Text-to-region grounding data
▼
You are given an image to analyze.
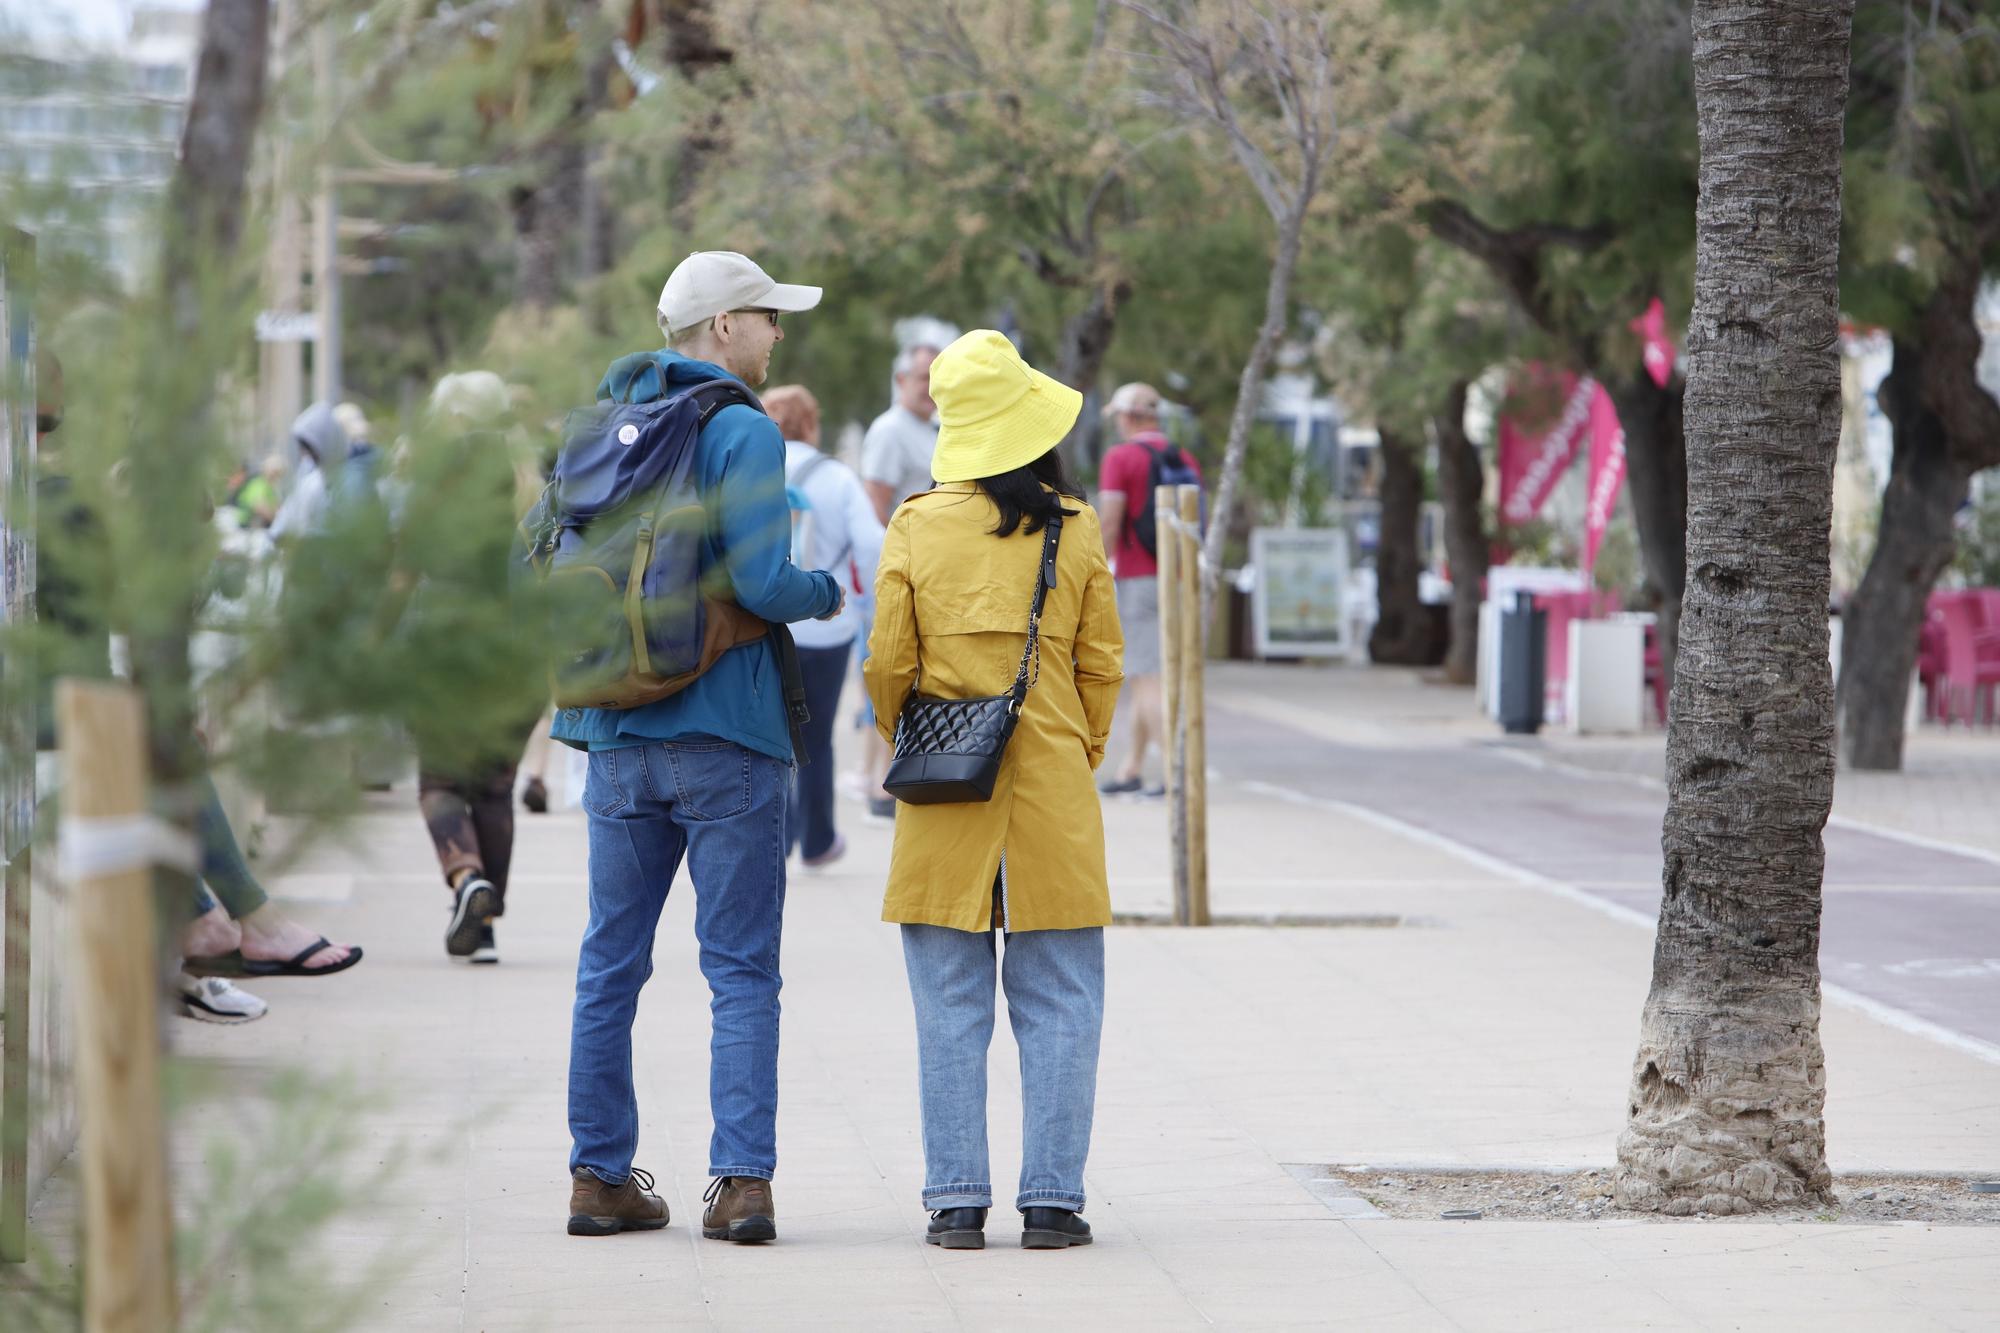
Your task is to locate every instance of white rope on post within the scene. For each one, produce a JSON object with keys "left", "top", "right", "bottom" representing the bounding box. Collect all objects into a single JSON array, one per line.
[{"left": 56, "top": 815, "right": 199, "bottom": 883}]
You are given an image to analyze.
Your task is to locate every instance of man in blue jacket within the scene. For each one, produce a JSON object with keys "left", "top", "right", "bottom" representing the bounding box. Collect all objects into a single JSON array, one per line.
[{"left": 562, "top": 252, "right": 843, "bottom": 1244}]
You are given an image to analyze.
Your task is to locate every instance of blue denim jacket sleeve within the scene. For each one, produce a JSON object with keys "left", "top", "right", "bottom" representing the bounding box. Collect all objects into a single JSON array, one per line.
[{"left": 715, "top": 407, "right": 840, "bottom": 623}]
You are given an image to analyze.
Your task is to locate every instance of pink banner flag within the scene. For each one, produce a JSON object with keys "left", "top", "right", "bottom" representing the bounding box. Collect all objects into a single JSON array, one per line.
[
  {"left": 1581, "top": 384, "right": 1627, "bottom": 574},
  {"left": 1498, "top": 367, "right": 1595, "bottom": 525},
  {"left": 1630, "top": 297, "right": 1675, "bottom": 389}
]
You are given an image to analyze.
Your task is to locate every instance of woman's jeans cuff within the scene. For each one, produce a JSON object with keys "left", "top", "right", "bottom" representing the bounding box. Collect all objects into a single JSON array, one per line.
[
  {"left": 1017, "top": 1189, "right": 1086, "bottom": 1212},
  {"left": 923, "top": 1183, "right": 994, "bottom": 1209}
]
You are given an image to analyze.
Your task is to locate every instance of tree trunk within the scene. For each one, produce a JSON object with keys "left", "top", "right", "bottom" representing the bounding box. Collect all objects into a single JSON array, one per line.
[
  {"left": 659, "top": 0, "right": 733, "bottom": 230},
  {"left": 1055, "top": 276, "right": 1130, "bottom": 475},
  {"left": 1200, "top": 204, "right": 1306, "bottom": 628},
  {"left": 1835, "top": 261, "right": 2000, "bottom": 767},
  {"left": 138, "top": 0, "right": 270, "bottom": 817},
  {"left": 511, "top": 129, "right": 583, "bottom": 310},
  {"left": 1425, "top": 198, "right": 1693, "bottom": 692},
  {"left": 1369, "top": 425, "right": 1429, "bottom": 665},
  {"left": 1434, "top": 380, "right": 1487, "bottom": 685},
  {"left": 1837, "top": 337, "right": 1966, "bottom": 767},
  {"left": 1607, "top": 370, "right": 1688, "bottom": 691},
  {"left": 1615, "top": 0, "right": 1851, "bottom": 1217}
]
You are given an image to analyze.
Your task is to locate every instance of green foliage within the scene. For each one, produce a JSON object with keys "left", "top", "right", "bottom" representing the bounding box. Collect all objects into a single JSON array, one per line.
[
  {"left": 1399, "top": 0, "right": 1700, "bottom": 358},
  {"left": 0, "top": 1067, "right": 413, "bottom": 1332},
  {"left": 1243, "top": 414, "right": 1335, "bottom": 528},
  {"left": 169, "top": 1068, "right": 415, "bottom": 1333},
  {"left": 1954, "top": 482, "right": 2000, "bottom": 587},
  {"left": 1841, "top": 2, "right": 2000, "bottom": 330}
]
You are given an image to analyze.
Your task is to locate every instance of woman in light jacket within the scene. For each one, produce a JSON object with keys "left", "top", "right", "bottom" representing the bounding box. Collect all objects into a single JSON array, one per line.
[{"left": 864, "top": 330, "right": 1124, "bottom": 1252}]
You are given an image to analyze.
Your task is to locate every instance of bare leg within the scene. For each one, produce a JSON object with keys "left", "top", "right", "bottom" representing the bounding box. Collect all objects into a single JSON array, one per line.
[
  {"left": 238, "top": 905, "right": 357, "bottom": 969},
  {"left": 1117, "top": 673, "right": 1162, "bottom": 783},
  {"left": 866, "top": 729, "right": 893, "bottom": 801},
  {"left": 182, "top": 901, "right": 243, "bottom": 959}
]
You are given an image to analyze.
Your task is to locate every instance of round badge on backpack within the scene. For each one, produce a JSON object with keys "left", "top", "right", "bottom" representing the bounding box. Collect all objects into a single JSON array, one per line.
[{"left": 617, "top": 423, "right": 640, "bottom": 446}]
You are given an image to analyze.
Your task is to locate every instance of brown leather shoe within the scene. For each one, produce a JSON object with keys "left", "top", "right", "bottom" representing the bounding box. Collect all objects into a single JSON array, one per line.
[
  {"left": 701, "top": 1176, "right": 777, "bottom": 1243},
  {"left": 568, "top": 1166, "right": 669, "bottom": 1236}
]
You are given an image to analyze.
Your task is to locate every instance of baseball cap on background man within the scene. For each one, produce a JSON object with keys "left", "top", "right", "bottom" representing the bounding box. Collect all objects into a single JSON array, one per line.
[
  {"left": 656, "top": 250, "right": 822, "bottom": 337},
  {"left": 1102, "top": 381, "right": 1162, "bottom": 419}
]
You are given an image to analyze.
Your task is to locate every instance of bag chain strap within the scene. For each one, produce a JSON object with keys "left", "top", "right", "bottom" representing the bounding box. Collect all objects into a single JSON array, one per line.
[{"left": 1007, "top": 514, "right": 1065, "bottom": 716}]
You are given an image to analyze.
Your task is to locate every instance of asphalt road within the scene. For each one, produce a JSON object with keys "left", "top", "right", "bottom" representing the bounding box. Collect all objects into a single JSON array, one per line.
[{"left": 1208, "top": 703, "right": 2000, "bottom": 1055}]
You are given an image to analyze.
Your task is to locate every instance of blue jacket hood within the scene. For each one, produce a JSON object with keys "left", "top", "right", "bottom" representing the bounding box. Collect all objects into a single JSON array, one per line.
[{"left": 597, "top": 349, "right": 742, "bottom": 405}]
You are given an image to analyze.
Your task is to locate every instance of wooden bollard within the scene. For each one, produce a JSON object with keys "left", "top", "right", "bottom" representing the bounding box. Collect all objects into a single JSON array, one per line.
[
  {"left": 1177, "top": 484, "right": 1210, "bottom": 927},
  {"left": 1155, "top": 485, "right": 1189, "bottom": 925},
  {"left": 57, "top": 680, "right": 177, "bottom": 1332}
]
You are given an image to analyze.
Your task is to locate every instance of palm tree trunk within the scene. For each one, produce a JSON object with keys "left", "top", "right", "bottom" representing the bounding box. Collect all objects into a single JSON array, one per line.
[
  {"left": 1434, "top": 380, "right": 1486, "bottom": 685},
  {"left": 1615, "top": 0, "right": 1852, "bottom": 1216}
]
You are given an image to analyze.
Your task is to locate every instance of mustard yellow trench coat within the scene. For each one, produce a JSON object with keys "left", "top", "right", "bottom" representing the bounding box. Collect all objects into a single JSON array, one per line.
[{"left": 864, "top": 484, "right": 1124, "bottom": 932}]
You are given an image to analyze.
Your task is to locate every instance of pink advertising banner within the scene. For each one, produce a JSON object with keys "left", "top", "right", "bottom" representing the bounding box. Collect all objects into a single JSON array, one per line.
[
  {"left": 1581, "top": 383, "right": 1627, "bottom": 574},
  {"left": 1498, "top": 367, "right": 1595, "bottom": 525}
]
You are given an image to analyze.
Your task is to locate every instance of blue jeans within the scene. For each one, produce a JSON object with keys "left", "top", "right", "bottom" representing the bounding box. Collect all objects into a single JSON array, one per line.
[
  {"left": 569, "top": 738, "right": 790, "bottom": 1184},
  {"left": 900, "top": 922, "right": 1105, "bottom": 1212},
  {"left": 190, "top": 769, "right": 269, "bottom": 921},
  {"left": 787, "top": 643, "right": 851, "bottom": 860}
]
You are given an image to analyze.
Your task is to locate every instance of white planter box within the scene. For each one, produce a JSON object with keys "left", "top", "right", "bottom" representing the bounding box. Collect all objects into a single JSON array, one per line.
[{"left": 1566, "top": 618, "right": 1646, "bottom": 735}]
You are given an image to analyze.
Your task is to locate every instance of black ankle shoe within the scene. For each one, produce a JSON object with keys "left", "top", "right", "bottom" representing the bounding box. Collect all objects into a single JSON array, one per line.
[
  {"left": 925, "top": 1206, "right": 987, "bottom": 1249},
  {"left": 1020, "top": 1206, "right": 1091, "bottom": 1249}
]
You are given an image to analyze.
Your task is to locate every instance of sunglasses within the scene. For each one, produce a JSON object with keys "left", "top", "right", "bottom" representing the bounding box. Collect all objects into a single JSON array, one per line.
[{"left": 730, "top": 308, "right": 781, "bottom": 328}]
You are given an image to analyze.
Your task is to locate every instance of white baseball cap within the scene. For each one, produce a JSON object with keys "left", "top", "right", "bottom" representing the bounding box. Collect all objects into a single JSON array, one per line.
[
  {"left": 657, "top": 250, "right": 822, "bottom": 336},
  {"left": 1102, "top": 381, "right": 1163, "bottom": 418}
]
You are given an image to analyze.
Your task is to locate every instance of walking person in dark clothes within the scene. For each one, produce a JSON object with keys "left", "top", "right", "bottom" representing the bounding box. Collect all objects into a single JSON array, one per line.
[{"left": 411, "top": 371, "right": 550, "bottom": 964}]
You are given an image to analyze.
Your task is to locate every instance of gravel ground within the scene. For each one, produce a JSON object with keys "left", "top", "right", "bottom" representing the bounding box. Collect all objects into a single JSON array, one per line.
[{"left": 1313, "top": 1167, "right": 2000, "bottom": 1225}]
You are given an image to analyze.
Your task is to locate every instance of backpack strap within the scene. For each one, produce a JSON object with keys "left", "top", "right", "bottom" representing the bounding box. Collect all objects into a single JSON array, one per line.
[
  {"left": 669, "top": 379, "right": 808, "bottom": 755},
  {"left": 789, "top": 451, "right": 836, "bottom": 488},
  {"left": 682, "top": 378, "right": 763, "bottom": 421}
]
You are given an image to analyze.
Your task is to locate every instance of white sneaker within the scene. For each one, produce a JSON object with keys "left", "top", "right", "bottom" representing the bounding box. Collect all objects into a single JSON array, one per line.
[{"left": 177, "top": 972, "right": 268, "bottom": 1024}]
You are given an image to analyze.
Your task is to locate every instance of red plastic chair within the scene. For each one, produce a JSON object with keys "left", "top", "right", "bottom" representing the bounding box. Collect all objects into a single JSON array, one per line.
[
  {"left": 1917, "top": 607, "right": 1948, "bottom": 721},
  {"left": 1935, "top": 593, "right": 2000, "bottom": 725}
]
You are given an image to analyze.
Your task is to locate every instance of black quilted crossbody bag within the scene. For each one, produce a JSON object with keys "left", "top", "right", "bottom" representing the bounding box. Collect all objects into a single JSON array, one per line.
[{"left": 883, "top": 512, "right": 1066, "bottom": 805}]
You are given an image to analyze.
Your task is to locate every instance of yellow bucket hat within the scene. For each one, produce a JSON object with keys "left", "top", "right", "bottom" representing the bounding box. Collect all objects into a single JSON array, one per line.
[{"left": 927, "top": 330, "right": 1083, "bottom": 483}]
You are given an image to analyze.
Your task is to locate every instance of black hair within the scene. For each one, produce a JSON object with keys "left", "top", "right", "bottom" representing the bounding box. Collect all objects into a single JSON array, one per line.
[{"left": 977, "top": 448, "right": 1086, "bottom": 537}]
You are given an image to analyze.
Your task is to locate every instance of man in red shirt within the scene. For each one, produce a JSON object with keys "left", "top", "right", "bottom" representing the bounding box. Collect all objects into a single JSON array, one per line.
[{"left": 1093, "top": 382, "right": 1201, "bottom": 796}]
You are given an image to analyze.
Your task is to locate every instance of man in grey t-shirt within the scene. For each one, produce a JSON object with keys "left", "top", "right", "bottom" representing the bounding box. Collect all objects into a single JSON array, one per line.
[{"left": 860, "top": 343, "right": 941, "bottom": 525}]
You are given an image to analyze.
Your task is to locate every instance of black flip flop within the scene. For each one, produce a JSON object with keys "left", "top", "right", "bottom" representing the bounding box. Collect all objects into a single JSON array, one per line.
[{"left": 188, "top": 938, "right": 363, "bottom": 978}]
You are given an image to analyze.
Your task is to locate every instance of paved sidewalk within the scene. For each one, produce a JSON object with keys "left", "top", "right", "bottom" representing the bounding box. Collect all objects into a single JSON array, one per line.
[{"left": 19, "top": 667, "right": 2000, "bottom": 1330}]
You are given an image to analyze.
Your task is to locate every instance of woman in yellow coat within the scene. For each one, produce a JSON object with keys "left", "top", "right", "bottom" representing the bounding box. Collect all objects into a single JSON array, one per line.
[{"left": 865, "top": 330, "right": 1123, "bottom": 1251}]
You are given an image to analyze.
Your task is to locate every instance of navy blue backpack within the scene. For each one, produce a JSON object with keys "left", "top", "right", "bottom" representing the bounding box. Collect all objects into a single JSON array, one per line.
[{"left": 520, "top": 381, "right": 775, "bottom": 711}]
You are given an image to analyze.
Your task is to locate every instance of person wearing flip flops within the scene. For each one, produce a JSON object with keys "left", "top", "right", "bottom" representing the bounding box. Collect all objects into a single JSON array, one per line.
[{"left": 178, "top": 769, "right": 365, "bottom": 982}]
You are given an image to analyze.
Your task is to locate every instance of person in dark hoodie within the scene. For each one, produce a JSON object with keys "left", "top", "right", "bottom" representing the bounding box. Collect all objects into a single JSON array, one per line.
[{"left": 560, "top": 251, "right": 841, "bottom": 1246}]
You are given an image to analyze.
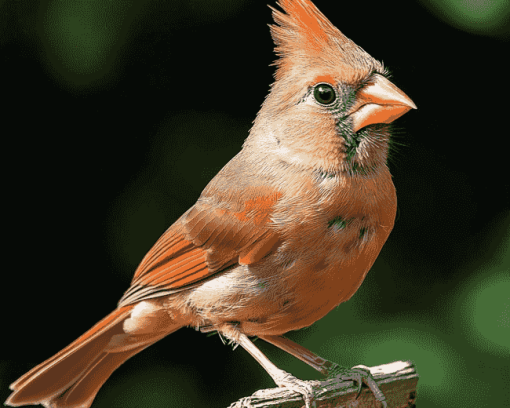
▲
With the pictures excluded, the line containing "Your task is to locate every instance of navy" and every line after it through the end of the data above are to be transcribed exactly, and nothing more.

Your task is to locate every instance of navy blue backpack within the scene. For each one, produce a JSON object with keys "left", "top", "right", "bottom" representing the bounding box. Collect all objects into a single JSON array, one per line.
[{"left": 520, "top": 381, "right": 775, "bottom": 711}]
You are given an image to analyze.
Your task is to locate every instance of person wearing flip flops within the scene. For each one, produce a JSON object with keys "left", "top", "right", "bottom" representing the bounding box. Collect all objects into a single JSON array, one per line.
[{"left": 178, "top": 769, "right": 365, "bottom": 982}]
You are given an image to analyze.
Your task is to locate every instance of person in dark hoodie within the scene. For each one, produce a JSON object with keys "left", "top", "right", "bottom" representing the bounding box. Collect all objects into a single JSON array, one per line.
[{"left": 560, "top": 251, "right": 841, "bottom": 1246}]
You are given an image to analyze.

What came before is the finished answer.